RECORDS SHOWN
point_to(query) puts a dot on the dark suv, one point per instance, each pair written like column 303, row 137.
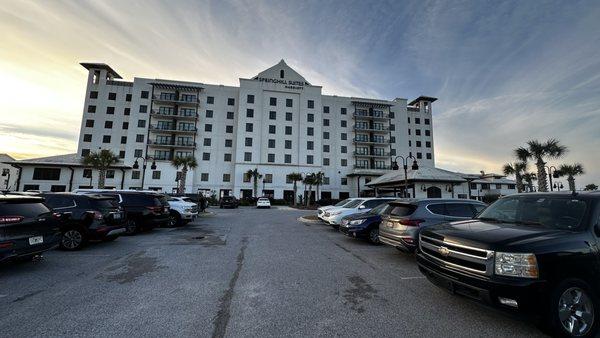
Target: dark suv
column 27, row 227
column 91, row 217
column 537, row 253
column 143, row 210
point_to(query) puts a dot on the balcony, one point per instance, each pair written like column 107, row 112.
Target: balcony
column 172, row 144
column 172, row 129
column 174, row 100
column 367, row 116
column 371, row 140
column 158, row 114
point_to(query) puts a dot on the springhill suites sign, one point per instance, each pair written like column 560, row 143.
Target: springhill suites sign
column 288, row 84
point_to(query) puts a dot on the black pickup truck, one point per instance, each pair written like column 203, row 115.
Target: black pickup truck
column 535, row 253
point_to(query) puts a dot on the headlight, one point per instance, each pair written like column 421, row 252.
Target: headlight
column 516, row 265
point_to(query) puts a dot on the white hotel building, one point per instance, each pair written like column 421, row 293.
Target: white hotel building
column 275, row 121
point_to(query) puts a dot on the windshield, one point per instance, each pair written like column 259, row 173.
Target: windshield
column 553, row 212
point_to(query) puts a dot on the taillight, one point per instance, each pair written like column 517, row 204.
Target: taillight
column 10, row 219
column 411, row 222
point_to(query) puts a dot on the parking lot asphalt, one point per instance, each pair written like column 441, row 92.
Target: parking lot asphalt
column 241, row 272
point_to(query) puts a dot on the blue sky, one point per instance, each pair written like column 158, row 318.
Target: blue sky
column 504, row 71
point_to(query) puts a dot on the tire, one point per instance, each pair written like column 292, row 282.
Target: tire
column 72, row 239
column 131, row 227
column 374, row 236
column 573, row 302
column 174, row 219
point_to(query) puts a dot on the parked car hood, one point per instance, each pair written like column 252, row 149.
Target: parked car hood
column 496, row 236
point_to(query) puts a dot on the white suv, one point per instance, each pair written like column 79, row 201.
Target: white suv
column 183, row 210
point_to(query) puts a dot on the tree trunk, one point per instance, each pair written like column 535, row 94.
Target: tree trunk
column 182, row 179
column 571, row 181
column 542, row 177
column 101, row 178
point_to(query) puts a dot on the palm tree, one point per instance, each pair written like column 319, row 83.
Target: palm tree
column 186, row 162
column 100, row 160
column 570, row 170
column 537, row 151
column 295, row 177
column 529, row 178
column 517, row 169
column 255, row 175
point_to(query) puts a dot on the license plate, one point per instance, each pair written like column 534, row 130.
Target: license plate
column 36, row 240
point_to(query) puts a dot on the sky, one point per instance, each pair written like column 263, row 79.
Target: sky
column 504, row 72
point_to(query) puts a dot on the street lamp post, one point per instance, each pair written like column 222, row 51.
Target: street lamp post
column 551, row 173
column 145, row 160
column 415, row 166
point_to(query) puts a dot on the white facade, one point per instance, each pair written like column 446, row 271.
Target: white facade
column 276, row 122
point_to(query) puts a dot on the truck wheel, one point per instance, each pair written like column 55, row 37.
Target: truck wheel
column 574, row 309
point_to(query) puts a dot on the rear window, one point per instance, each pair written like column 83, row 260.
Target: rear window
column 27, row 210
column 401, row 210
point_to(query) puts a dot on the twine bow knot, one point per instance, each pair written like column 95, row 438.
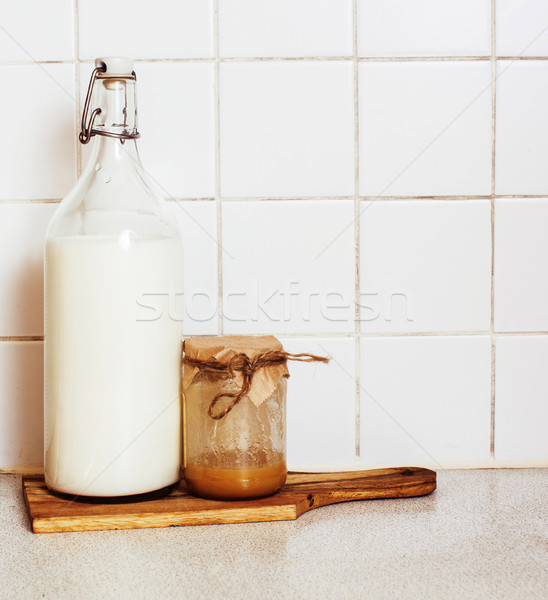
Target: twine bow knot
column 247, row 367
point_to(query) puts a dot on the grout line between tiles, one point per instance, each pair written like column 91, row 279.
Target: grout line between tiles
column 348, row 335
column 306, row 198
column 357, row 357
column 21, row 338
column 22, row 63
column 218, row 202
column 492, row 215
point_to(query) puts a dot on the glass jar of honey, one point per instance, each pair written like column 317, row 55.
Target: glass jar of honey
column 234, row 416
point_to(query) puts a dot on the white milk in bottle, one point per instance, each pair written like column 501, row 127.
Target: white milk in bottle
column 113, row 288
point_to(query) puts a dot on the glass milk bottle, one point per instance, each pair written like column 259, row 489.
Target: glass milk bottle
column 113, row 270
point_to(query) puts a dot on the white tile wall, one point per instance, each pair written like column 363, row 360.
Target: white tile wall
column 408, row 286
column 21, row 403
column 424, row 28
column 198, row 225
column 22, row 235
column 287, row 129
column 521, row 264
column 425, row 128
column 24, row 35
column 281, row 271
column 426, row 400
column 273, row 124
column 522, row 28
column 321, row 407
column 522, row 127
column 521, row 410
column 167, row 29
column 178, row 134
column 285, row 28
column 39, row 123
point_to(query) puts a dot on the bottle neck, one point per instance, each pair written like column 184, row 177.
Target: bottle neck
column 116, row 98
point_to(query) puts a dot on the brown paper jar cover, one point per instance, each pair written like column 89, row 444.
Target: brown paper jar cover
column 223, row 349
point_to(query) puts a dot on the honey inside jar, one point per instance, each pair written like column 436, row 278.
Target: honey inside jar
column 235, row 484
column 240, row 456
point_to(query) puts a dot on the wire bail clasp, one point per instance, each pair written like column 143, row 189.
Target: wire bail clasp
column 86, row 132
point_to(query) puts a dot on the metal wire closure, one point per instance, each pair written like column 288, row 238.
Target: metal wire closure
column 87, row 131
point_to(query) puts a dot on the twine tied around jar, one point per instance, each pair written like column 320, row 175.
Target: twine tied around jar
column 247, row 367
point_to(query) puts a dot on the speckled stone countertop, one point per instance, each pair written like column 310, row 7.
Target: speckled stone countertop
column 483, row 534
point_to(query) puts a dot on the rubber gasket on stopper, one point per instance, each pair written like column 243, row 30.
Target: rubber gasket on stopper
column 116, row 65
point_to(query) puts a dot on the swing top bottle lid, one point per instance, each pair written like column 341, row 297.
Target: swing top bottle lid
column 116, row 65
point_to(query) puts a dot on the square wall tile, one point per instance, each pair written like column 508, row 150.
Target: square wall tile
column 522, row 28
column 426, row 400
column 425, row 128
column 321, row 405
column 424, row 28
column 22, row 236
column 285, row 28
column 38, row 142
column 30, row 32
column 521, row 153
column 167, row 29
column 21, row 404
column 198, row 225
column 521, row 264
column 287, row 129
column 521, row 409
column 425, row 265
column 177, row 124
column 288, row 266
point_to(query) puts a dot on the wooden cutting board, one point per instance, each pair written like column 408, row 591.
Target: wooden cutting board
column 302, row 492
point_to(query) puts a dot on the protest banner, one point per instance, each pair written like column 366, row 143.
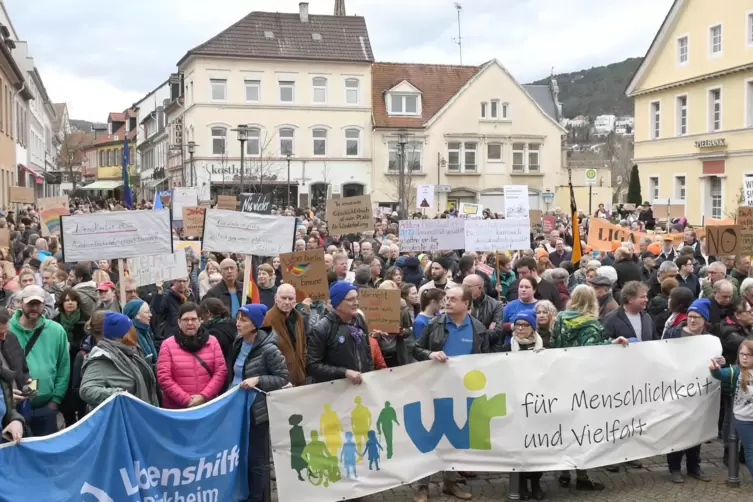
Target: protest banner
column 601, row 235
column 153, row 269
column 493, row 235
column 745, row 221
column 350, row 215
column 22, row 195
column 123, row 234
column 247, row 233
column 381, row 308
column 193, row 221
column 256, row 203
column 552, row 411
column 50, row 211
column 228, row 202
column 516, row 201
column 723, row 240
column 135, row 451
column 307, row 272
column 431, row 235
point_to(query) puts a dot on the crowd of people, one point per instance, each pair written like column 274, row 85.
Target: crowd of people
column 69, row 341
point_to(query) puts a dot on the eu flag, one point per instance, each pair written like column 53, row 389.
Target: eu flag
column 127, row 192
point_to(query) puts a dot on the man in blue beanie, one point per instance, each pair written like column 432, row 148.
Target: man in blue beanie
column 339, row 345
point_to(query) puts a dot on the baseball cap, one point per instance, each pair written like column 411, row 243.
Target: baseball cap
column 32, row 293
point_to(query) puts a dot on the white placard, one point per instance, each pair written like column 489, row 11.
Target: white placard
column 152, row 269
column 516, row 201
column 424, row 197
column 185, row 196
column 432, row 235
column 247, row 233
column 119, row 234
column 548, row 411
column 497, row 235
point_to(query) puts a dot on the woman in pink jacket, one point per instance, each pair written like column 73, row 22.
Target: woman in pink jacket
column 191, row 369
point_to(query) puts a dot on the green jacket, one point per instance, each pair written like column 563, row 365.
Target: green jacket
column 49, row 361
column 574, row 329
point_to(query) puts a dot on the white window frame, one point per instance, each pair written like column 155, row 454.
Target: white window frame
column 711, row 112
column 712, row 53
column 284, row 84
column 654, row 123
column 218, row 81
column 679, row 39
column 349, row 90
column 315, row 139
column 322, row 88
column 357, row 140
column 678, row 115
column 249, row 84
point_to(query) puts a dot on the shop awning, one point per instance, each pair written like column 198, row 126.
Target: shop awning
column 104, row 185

WHAT IS EXPECTED
Retype the entries starting at the beginning and ending with the line containing "column 143, row 210", leaving out the pictures.

PROBLEM SOLUTION
point_to(query) puts a dot on the dark suv, one point per instance, each pair written like column 303, row 137.
Target: dark suv
column 27, row 227
column 91, row 217
column 537, row 253
column 143, row 210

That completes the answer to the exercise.